Re: [I] Support file row number in Parquet reader [arrow-rs]

via GitHub Thu, 23 Oct 2025 06:32:43 -0700


jkylling commented on issue #7299:
URL: https://github.com/apache/arrow-rs/issues/7299#issuecomment-3437023778


   > > Copying a comment I made in discord:
   > > I recommend sketching out an "end to end" example that shows how the new 
API would work
   > > For example, make an example similar to this one that shows how you 
would specify reading row numbers and how you would access those row numbers in 
the returned batch 
https://docs.rs/parquet/latest/parquet/arrow/index.html#example-reading-parquet-file-into-arrow-recordbatch
   > 
   > Here's an example:
   > 
   > let file = File::open(path).unwrap();
   > 
   > let builder = ParquetRecordBatchReaderBuilder::try_new(file).unwrap();
   > 
   > let row_number_field = Field::new(
   >     "my_row_num_col",
   >     ArrowDataType::Int64,
   >     false,
   > )

__Your task__:
Answer these questions about the GitHub comment:
1. What issue number is the comment posted on?
2. Where was the quoted recommendation first made?
3. In the example, what name and data type are given to the row number field?
The lines that come next have no connection to the GitHub comment above.

__Items__:
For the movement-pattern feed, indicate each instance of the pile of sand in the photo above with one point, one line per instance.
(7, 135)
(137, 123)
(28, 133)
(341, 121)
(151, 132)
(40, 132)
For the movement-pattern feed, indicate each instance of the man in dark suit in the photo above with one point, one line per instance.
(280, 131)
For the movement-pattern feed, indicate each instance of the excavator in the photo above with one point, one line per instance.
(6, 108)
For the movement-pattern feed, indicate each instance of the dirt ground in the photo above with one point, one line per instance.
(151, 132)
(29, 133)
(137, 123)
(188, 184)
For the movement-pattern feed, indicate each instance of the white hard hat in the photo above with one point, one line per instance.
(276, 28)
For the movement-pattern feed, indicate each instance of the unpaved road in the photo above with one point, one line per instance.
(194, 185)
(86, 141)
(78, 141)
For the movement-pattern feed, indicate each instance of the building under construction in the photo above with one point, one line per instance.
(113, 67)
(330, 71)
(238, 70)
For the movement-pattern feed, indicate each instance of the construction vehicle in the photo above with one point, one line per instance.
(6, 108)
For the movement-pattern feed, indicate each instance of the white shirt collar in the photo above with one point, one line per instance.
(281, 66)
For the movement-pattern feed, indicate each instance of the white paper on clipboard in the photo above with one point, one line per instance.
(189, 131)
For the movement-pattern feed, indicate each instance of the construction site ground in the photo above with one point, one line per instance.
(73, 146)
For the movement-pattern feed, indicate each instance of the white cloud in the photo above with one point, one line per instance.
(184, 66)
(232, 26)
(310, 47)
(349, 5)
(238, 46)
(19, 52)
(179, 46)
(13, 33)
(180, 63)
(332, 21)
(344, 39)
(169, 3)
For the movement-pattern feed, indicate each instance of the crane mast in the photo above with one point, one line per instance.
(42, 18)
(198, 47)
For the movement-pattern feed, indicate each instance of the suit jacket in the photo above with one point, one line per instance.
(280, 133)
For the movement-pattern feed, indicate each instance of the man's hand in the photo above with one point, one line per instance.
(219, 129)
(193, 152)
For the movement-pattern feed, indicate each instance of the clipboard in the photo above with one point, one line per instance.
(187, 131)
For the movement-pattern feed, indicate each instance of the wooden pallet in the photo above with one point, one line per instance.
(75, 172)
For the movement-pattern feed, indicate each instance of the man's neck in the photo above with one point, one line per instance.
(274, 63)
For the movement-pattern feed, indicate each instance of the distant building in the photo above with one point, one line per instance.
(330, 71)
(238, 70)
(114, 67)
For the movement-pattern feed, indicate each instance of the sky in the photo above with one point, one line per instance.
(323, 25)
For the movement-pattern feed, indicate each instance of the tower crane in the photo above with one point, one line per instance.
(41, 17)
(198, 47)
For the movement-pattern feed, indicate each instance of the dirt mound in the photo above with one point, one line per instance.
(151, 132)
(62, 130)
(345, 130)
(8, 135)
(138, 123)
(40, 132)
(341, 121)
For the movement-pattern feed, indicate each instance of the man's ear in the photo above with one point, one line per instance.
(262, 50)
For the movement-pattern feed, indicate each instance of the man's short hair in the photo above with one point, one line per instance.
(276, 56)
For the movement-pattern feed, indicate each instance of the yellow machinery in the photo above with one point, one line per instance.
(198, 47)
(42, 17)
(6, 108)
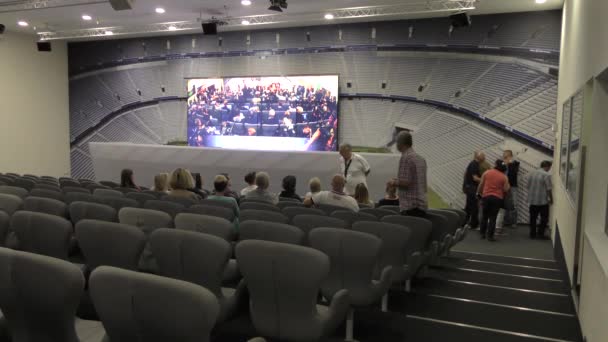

__Correct result__:
1. Issue #7299.
2. In discord.
3. The name "my_row_num_col" and the data type ArrowDataType::Int64.